When a user has changed their nickname all connected clients should be notified with a "someone changed nickname" message. The message contains a timestamp, the old name and the new name. The "length" fields contain the true lengths of the names. Both names should be individually padded to four bytes alignment.

CK <-> CS: Change topic (Level 2)

The "change topic" message is first sent from a client to the chat server, notifying the server that it should change the current topic (the intended field of conversation). The "topic length" field contains the true length of the text as usual while the dynamic "topic" field is padded to four bytes alignment.

The server should change the topic, notify the name server of the change and notify all connected clients of the new topic.

Protocol descriptions: Utility protocols (Level 2)

This section covers the functionality of the two helper protocol in depth. Text messages may be as earlier mentioned both compressed and encrypted. This should be done according to the figure below. Note that it only illustrates the case where a text message is to be both compressed and encrypted.

The client types a text message into the client, which will be compressed. The compressed text will be wrapped in an compression header. The compressed message and its header will then be encrypted and wrapped in an encryption header. This forms the payload of the "message" message that will be sent to the chat server.

As previously mentioned, messages from the chat server itself (system messages) should be in plain text and should thus not be fed through the helper protocols.

Compression and decompression protocol

Compression is generally used to reduce the bandwidth requirements in a system. For this assignment though, the purpose is mostly to provide understanding of how to stack several layers and protocols in an application. The compression used will be gzip, which has an implementation in the Java API. Since the chat server never needs to decrypt or decompress anything, no C implementations are needed.

Compressing the message

The length of the plain text the user types in is stored in the "message length not compressed" field. The message is then fed through a gzip stream to compress it. The true length of the compressed data is stored in the "message length compressed" field and the compressed data in the field "message", padded with zeroes to four bytes alignment.

A client receiving this message follow this algorithm in reverse and should feed the data through a decompressing stream.

The "algorithm" field denotes the compression algorithm used. In this assignment gzip will be used, which is indicated by a zero in this field.

The "checksum" field should contain a checksum for the whole PDU. More information on how to calculate the checksum is shown further below.

Encryption and decryption protocol

Encryption is used to make it harder for eavesdroppers to intercept the messages. As with the compression the important part is the understanding of the concepts involved and thus the encryption algorithm used will be a trivial variant of XOR. It is implemented in Crypt.java. The algorithm requires an encryption key, which should be a string. By default the string foobar should be used as the encryption key. It should be possible to provide another key in the chat client, which should be used for both incoming and outgoing messages. This means that two users can share a key through a secure channel and then talk about secrets in the chat. The chat client should have a interface field to enter the key in, which has been mentioned earlier.

● Dataset extract
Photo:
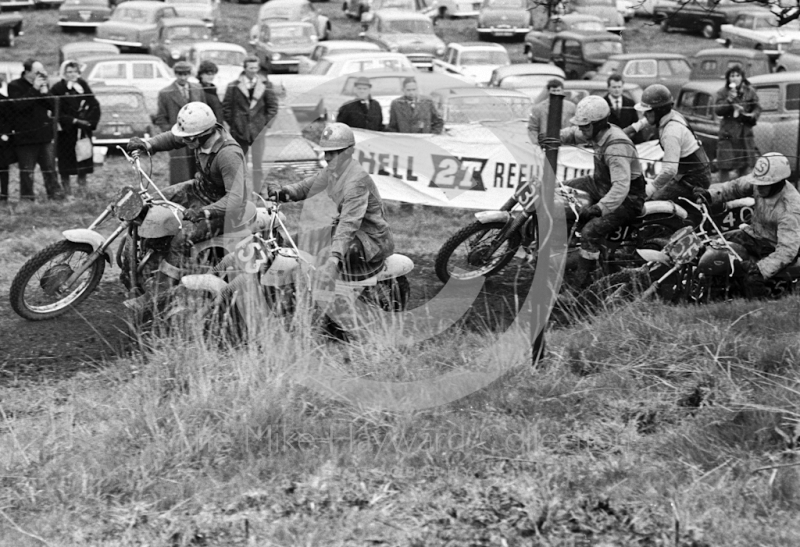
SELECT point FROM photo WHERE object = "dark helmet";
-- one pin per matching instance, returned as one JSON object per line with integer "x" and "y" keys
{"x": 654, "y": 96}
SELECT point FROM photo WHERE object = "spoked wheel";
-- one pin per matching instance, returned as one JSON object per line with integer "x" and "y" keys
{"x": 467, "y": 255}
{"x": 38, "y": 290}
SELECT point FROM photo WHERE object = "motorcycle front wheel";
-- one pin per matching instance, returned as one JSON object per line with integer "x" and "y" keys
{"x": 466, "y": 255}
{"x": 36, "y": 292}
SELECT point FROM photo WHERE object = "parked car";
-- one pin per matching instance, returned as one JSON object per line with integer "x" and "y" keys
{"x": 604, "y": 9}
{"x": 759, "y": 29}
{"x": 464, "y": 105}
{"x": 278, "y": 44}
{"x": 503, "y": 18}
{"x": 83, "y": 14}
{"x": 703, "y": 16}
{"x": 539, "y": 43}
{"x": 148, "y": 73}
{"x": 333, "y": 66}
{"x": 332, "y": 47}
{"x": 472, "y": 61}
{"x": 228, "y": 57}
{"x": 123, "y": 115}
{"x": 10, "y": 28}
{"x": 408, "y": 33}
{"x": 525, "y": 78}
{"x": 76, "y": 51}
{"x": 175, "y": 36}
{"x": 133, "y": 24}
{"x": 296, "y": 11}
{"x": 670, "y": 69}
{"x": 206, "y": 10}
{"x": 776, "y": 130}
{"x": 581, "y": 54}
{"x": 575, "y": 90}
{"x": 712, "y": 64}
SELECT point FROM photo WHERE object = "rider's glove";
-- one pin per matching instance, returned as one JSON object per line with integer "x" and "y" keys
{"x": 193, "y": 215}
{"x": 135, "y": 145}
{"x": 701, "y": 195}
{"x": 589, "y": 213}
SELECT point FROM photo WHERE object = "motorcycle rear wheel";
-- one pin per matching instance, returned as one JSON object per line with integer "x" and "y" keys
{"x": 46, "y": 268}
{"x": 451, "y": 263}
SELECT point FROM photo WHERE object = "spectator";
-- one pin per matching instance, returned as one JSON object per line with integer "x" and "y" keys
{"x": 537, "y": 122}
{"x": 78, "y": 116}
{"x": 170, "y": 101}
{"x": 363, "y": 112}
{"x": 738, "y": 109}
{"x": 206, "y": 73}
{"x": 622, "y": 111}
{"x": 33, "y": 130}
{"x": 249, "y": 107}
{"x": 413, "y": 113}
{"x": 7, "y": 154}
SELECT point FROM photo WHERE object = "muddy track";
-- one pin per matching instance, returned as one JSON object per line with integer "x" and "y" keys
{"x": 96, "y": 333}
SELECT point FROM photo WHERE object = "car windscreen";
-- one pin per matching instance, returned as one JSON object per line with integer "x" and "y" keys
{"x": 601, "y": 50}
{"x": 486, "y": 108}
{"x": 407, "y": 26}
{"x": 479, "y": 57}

● Set exercise
Reproduce the chat protocol text word for word, starting with "Compression is generally" and going on through "zeroes to four bytes alignment.".

● Solved exercise
Compression is generally used to reduce the bandwidth requirements in a system. For this assignment though, the purpose is mostly to provide understanding of how to stack several layers and protocols in an application. The compression used will be gzip, which has an implementation in the Java API. Since the chat server never needs to decrypt or decompress anything, no C implementations are needed.

Compressing the message

The length of the plain text the user types in is stored in the "message length not compressed" field. The message is then fed through a gzip stream to compress it. The true length of the compressed data is stored in the "message length compressed" field and the compressed data in the field "message", padded with zeroes to four bytes alignment.